● TO BE DONE
(1) Please write out the part of the article on Uber and e-bikes starting at "The report estimates" and ending at "the report claims.".
(2) Turn the paragraph of the article on Uber and e-bikes that begins "The report estimates that of the 26.4 million trips" into a short bulleted list that keeps its main facts.

● GIVEN PASSAGE

******

Uber: NYC Needs 100,000 to 200,000 E-Bikes

But the company's report fails to consider the lack of safe bike infrastructure in the outer-boroughs.

A JUMP pedal-assist electric bike on Arthur Avenue. Photo: David Meyer
A JUMP pedal-assist electric bike on Arthur Avenue. Photo: David Meyer

Is Uber going to pull an Uber on bike share, too?

The company, which is lobbying the city to get into the bike-share business, says New Yorkers would take 1 million of their 26 million daily trips on dockless e-bikes — if (and it’s a big if) the city deployed 100,000 to 200,000 bikes, or roughly 10 to 20 times the current Citi Bike fleet.

At the moment, the city only lets Uber’s JUMP Bikes and other dockless bike-share companies operate in designated pilot zones outside of Citi Bike’s exclusive center-city service area. But an Uber-commissioned report by the Boston-based firm Steer suggests that those restrictions are preventing exponential growth in cycling — from just 1 percent of all daily trips to a possible 4 percent [PDF].

“[Dockless bikes] have been operating [in] a sliver of the Bronx, a sliver of Staten Island, and a sliver of Queens,” Uber Senior Policy and Communications Manager Josh Gold said. “If you had more availability and the service was more reliable throughout the entire city, you would see more people switching to bikes.”

The report estimates that of the 26.4 million trips taken every day, roughly 10.3 million are “potentially switchable” to e-bike because they are made by foot, motor vehicle or public transit. That number gets pared further because some trips won’t likely be converted, such as trips by individuals who are too young or too old to bike, trips that are shorter than .6 miles or longer than 9.3, trips with luggage, and trips beginning or ending outside of the city.

In the end, 1 million trips could be made on e-bikes — but here’s the catch: The city would have to let companies to deploy a whopping 100,000-200,000 e-bikes, the report claims.

Consulting firm Steer estimated the percentage of trips that would "switch" to shared e-bikes. Image: JUMP/Uber
Consulting firm Steer estimated the percentage of trips that would “switch” to shared e-bikes. Image: JUMP/Uber

Of course, simply plopping tens of thousands of bikes — sort of the Uber approach to transportation — won’t have much of an impact without safe biking infrastructure.

******

(Some records)
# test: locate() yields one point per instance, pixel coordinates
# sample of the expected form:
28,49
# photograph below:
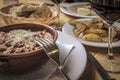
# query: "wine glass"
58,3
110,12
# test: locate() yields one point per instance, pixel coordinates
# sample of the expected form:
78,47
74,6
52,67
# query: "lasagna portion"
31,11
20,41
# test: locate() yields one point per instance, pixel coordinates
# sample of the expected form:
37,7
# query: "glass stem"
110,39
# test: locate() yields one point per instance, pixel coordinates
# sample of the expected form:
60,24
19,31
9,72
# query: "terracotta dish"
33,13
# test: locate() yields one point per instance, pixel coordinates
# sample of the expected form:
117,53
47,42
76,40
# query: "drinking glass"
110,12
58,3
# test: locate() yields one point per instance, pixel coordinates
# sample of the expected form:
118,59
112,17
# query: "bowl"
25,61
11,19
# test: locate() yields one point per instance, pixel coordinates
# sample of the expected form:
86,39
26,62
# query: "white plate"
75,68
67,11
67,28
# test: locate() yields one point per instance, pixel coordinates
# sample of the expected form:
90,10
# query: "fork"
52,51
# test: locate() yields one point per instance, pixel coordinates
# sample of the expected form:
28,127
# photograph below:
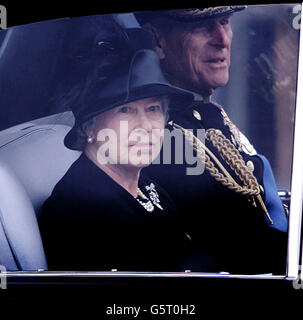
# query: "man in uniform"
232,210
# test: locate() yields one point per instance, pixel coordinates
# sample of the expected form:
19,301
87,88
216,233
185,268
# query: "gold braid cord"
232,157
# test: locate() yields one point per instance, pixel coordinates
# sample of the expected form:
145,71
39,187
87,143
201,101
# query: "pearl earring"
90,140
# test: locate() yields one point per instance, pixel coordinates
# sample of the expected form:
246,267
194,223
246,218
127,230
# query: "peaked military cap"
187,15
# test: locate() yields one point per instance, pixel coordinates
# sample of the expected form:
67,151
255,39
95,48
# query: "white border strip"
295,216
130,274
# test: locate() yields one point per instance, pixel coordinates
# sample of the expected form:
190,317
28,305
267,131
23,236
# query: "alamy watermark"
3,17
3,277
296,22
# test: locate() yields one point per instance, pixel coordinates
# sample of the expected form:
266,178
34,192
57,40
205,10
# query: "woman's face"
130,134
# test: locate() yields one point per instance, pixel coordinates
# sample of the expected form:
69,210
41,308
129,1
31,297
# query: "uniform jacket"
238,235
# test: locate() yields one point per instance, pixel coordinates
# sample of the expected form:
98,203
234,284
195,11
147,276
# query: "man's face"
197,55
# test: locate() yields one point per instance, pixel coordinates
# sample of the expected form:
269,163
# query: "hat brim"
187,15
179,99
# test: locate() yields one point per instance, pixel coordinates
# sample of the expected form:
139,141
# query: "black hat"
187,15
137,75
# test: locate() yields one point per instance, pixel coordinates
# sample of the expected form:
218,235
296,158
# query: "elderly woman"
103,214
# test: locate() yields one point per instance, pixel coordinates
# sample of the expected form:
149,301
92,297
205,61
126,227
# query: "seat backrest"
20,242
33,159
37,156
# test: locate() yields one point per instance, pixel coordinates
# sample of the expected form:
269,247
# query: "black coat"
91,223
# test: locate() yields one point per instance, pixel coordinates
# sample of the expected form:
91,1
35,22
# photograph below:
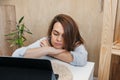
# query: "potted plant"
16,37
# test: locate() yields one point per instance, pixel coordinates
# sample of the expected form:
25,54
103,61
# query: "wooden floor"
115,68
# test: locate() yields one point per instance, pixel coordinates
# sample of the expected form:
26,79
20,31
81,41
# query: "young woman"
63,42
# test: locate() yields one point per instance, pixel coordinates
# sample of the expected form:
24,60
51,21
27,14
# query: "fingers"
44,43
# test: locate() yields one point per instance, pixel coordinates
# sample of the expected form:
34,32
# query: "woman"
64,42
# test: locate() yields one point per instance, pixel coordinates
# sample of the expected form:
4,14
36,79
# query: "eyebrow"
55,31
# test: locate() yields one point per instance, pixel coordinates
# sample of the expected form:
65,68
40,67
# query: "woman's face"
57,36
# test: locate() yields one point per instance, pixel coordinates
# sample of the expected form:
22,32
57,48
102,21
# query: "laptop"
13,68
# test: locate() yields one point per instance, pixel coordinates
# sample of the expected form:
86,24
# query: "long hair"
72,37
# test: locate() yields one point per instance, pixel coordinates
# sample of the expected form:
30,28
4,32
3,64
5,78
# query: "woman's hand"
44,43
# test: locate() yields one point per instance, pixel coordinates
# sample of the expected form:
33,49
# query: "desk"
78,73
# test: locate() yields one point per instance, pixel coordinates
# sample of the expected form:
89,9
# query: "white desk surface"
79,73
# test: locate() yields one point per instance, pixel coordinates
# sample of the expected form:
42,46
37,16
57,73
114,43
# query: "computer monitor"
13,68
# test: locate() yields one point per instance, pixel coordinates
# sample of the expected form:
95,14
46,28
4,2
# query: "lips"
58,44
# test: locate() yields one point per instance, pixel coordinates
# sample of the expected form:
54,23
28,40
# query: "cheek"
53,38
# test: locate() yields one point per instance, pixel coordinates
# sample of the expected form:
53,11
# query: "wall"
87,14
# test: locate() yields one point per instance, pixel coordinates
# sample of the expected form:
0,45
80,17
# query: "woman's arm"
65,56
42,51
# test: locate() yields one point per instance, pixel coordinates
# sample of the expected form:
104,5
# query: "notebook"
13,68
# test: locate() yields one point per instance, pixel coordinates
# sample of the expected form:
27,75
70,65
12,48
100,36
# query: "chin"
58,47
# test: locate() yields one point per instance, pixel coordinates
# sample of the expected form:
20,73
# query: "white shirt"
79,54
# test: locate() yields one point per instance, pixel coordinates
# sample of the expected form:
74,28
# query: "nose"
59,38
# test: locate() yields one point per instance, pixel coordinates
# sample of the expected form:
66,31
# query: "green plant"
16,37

******

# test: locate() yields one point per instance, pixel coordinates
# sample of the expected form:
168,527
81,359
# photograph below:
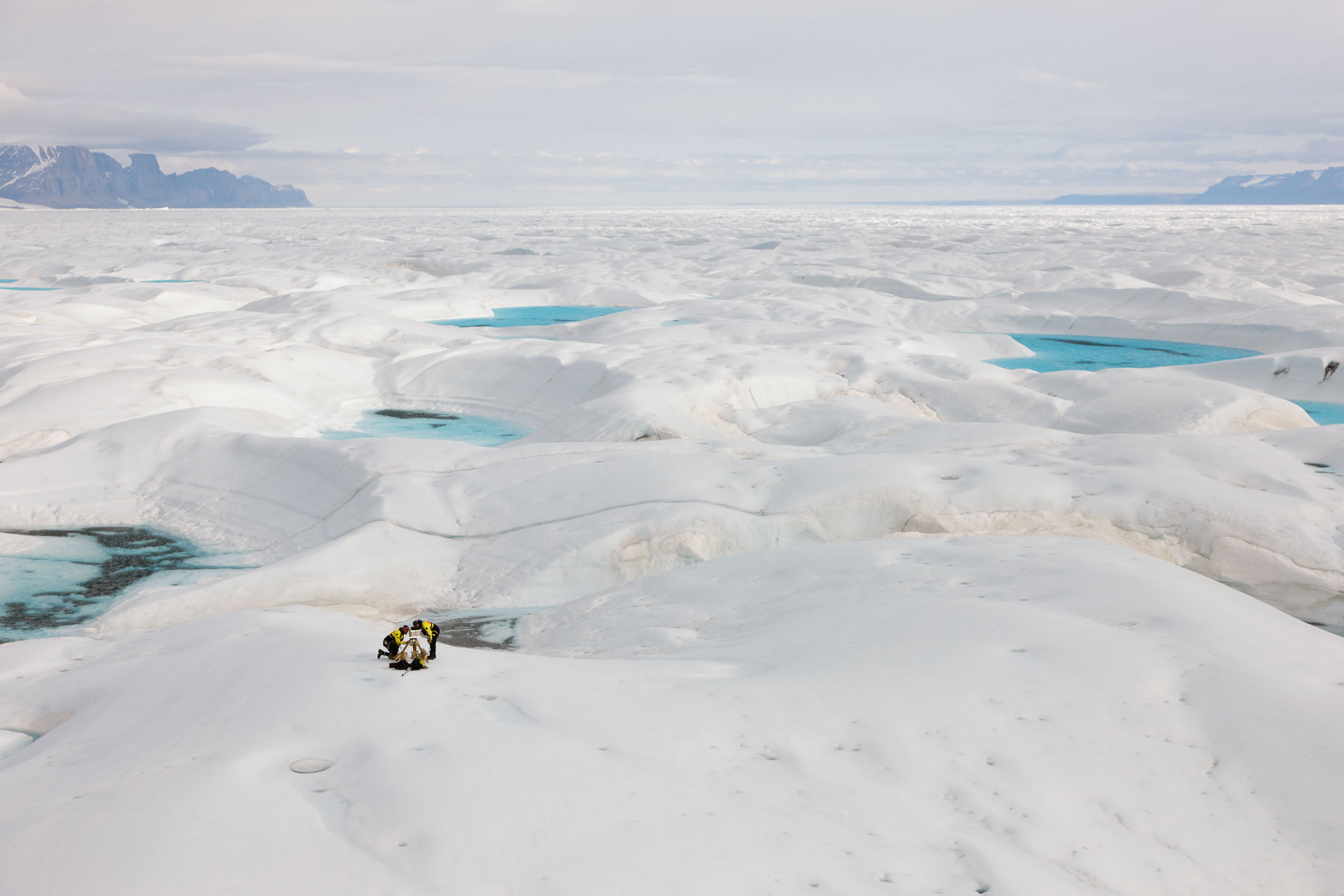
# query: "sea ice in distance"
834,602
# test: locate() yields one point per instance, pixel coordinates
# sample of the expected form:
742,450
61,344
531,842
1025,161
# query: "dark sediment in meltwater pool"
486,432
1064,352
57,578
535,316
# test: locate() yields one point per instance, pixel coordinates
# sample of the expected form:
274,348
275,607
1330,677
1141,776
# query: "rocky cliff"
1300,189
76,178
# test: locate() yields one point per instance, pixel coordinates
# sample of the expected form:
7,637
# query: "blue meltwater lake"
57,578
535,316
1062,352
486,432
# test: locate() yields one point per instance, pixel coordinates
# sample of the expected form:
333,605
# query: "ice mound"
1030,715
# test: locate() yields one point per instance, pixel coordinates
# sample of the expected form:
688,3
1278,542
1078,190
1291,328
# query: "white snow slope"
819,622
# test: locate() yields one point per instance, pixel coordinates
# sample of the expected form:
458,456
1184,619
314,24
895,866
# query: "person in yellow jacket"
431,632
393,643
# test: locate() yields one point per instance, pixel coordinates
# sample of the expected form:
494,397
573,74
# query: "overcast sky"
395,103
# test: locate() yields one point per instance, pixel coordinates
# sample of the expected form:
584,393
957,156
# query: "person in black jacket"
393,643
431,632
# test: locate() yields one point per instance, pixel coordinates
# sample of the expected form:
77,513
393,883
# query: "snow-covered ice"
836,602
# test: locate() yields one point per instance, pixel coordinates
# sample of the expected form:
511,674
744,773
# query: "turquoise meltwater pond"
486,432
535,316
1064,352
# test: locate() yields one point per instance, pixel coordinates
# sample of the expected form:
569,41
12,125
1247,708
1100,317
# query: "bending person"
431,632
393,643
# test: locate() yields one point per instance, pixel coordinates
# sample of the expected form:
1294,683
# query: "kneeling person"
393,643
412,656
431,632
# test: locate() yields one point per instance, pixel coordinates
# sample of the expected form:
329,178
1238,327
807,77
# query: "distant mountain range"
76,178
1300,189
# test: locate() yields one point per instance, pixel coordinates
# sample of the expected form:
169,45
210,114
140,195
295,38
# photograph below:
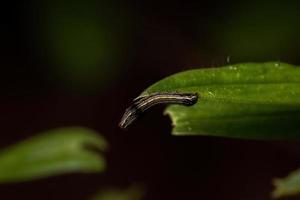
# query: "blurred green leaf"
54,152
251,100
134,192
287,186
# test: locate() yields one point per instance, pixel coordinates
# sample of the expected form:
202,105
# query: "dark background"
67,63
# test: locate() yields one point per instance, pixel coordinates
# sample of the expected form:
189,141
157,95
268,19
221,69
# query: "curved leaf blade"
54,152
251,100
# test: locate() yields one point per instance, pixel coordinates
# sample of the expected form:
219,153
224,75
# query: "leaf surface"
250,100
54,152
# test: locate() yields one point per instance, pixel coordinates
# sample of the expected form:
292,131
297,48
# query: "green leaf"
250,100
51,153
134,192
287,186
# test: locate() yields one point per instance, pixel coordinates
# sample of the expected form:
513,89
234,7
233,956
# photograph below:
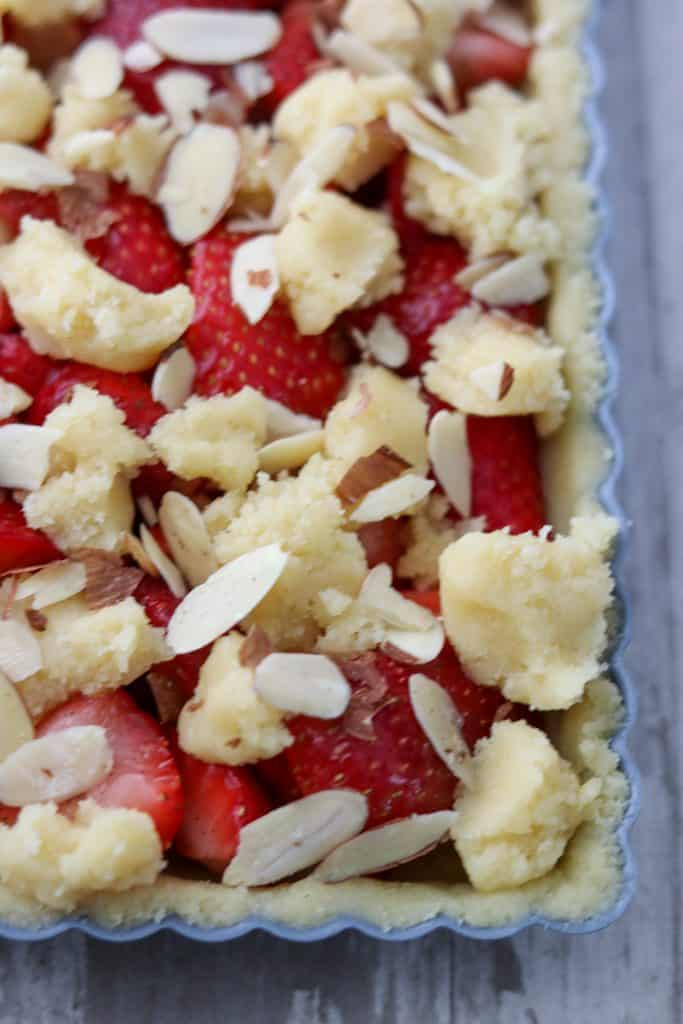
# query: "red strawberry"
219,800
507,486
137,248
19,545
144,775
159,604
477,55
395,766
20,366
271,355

******

● THE ANSWERS
(1)
The report estimates that of the 26.4 million trips taken every day, roughly 10.3 million are “potentially switchable” to e-bike because they are made by foot, motor vehicle or public transit. That number gets pared further because some trips won’t likely be converted, such as trips by individuals who are too young or too old to bike, trips that are shorter than .6 miles or longer than 9.3, trips with luggage, and trips beginning or ending outside of the city.

In the end, 1 million trips could be made on e-bikes — but here’s the catch: The city would have to let companies to deploy a whopping 100,000-200,000 e-bikes, the report claims.

(2)
- Of 26.4 million daily trips, about 10.3 million are "potentially switchable" to e-bike because they are made by foot, motor vehicle or public transit.
- That number shrinks further because some trips likely won't be converted:
  - trips by people too young or too old to bike
  - trips shorter than .6 miles or longer than 9.3
  - trips with luggage
  - trips beginning or ending outside the city